» **TASK**: For this exercise, print all of the entries exactly as given.

--

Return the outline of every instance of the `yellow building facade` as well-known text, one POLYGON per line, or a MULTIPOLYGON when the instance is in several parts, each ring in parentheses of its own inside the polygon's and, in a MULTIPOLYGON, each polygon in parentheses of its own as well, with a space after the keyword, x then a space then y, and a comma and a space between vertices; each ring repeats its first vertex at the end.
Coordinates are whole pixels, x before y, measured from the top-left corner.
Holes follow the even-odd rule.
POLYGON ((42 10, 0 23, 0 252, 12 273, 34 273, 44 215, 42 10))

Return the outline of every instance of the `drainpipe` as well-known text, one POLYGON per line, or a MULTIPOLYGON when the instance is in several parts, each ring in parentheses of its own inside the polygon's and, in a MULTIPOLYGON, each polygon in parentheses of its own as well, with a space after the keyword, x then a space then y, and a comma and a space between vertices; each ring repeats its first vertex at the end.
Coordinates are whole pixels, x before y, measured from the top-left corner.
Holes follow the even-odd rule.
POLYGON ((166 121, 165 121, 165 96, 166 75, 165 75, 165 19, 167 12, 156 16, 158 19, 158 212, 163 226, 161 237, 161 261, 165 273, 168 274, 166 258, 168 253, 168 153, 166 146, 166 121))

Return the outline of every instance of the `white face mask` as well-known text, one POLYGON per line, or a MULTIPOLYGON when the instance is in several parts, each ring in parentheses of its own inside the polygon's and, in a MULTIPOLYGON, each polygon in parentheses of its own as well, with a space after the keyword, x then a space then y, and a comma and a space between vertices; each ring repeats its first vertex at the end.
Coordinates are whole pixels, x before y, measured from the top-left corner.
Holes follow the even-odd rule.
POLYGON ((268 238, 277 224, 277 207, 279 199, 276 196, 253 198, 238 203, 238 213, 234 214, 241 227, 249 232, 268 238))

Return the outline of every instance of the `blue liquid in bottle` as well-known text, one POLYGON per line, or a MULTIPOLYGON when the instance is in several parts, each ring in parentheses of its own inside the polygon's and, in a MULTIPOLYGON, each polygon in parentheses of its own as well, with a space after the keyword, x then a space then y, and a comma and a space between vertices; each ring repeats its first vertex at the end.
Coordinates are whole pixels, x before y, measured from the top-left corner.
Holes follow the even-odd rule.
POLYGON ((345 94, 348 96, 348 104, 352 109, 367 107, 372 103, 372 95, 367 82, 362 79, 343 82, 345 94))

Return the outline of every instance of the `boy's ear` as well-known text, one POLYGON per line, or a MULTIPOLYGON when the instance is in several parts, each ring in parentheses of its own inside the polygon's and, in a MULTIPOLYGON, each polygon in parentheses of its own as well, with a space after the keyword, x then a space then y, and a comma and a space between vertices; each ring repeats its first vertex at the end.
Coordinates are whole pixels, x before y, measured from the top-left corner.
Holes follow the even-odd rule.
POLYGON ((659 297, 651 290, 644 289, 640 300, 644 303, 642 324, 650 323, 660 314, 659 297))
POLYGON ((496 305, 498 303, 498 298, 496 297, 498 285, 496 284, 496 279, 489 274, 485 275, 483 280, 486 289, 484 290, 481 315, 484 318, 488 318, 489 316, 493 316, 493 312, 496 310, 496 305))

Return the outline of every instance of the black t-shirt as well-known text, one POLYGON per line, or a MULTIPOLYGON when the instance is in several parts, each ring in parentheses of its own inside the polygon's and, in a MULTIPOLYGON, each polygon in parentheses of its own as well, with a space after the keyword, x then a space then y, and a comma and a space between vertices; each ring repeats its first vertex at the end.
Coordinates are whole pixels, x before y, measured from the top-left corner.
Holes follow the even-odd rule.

--

» **SOLVED EXERCISE**:
Return the outline of every instance of the `yellow building facade` as well-known text, one POLYGON per line, or a MULTIPOLYGON when the instance is in several parts, each ring in parentheses of its own inside the polygon's and, in a MULTIPOLYGON, each polygon in parentheses of its own as well, with a space after the keyword, x then a space then y, and a comma and a space between vertices; each ring repeats its first vertex at the end.
Coordinates are whole pixels, x before y, measured from the top-left corner.
Holes follow the even-odd rule.
POLYGON ((42 10, 0 23, 0 252, 12 273, 34 273, 44 215, 42 10))

Return the outline of every instance of the `drainpipe` as well-known text, one POLYGON per line, or a MULTIPOLYGON when the instance is in several parts, each ring in parentheses of its own inside the polygon's and, in a MULTIPOLYGON, each polygon in parentheses of its own as well, with a space after the keyword, x then a space then y, and a comma and a space between vertices; each ring repeats its first vertex at the end.
Coordinates are whole pixels, x before y, measured from the top-left corner.
Holes follow the even-odd rule.
POLYGON ((166 121, 165 121, 165 96, 166 75, 165 75, 165 19, 167 12, 156 16, 158 19, 158 212, 163 226, 161 237, 161 261, 165 273, 168 274, 166 258, 168 253, 168 153, 166 146, 166 121))

Return the outline of every instance of the `white face mask` as well-known text, one POLYGON per line, or a MULTIPOLYGON when the instance is in several parts, each ring in parentheses of its own inside the polygon's and, in a MULTIPOLYGON, each polygon in parentheses of its own as well, with a space after the keyword, x then a space then y, and a comma and a space between vertices; each ring repeats its first vertex at the end.
Coordinates are whole pixels, x before y, measured from the top-left corner.
Holes follow the even-odd rule.
POLYGON ((268 238, 277 224, 277 207, 279 199, 276 196, 253 198, 238 203, 238 213, 234 214, 241 227, 249 232, 268 238))

Return the outline of every instance of the `blue liquid in bottle` as well-known text, one POLYGON per line, or a MULTIPOLYGON when the instance is in several parts, each ring in parentheses of its own inside the polygon's and, in a MULTIPOLYGON, each polygon in parentheses of its own as well, with a space after the keyword, x then a space then y, and a comma and a space between vertices; each ring repeats its first vertex at the end.
Coordinates are whole pixels, x before y, measured from the top-left corner.
Holes follow the even-odd rule.
POLYGON ((345 94, 348 96, 348 104, 352 109, 367 107, 372 103, 372 95, 367 82, 362 79, 343 82, 345 94))

Return the outline of every instance of the `boy's ear` as well-known text, one POLYGON per line, or a MULTIPOLYGON when the instance is in several parts, each ring in parentheses of its own inside the polygon's and, in a MULTIPOLYGON, each polygon in parentheses of its own as well, with a space after the keyword, x then a space then y, and a comma and a space between vertices; each ring repeats its first vertex at the end.
Coordinates are whole pixels, x before y, measured from the top-left corner.
Holes follow the even-odd rule.
POLYGON ((659 297, 651 290, 644 289, 640 300, 644 303, 642 324, 650 323, 660 314, 659 297))
POLYGON ((496 305, 498 303, 498 298, 496 297, 498 285, 496 284, 496 279, 489 274, 485 275, 483 280, 486 289, 484 290, 481 315, 484 318, 488 318, 489 316, 493 316, 493 312, 496 310, 496 305))

Return the outline of every instance of the black t-shirt as well-known text, one POLYGON per line, or a MULTIPOLYGON when the instance is in several parts, each ring in parentheses of its own inside the polygon's and, in a MULTIPOLYGON, each polygon in parentheses of its own as well, with a space after the keyword, x then a space then y, and a comma and a space between vertices; each ring repeats its first vertex at the end.
Coordinates are whole pixels, x before y, measured from the top-left corner.
Holes follow the even-odd rule.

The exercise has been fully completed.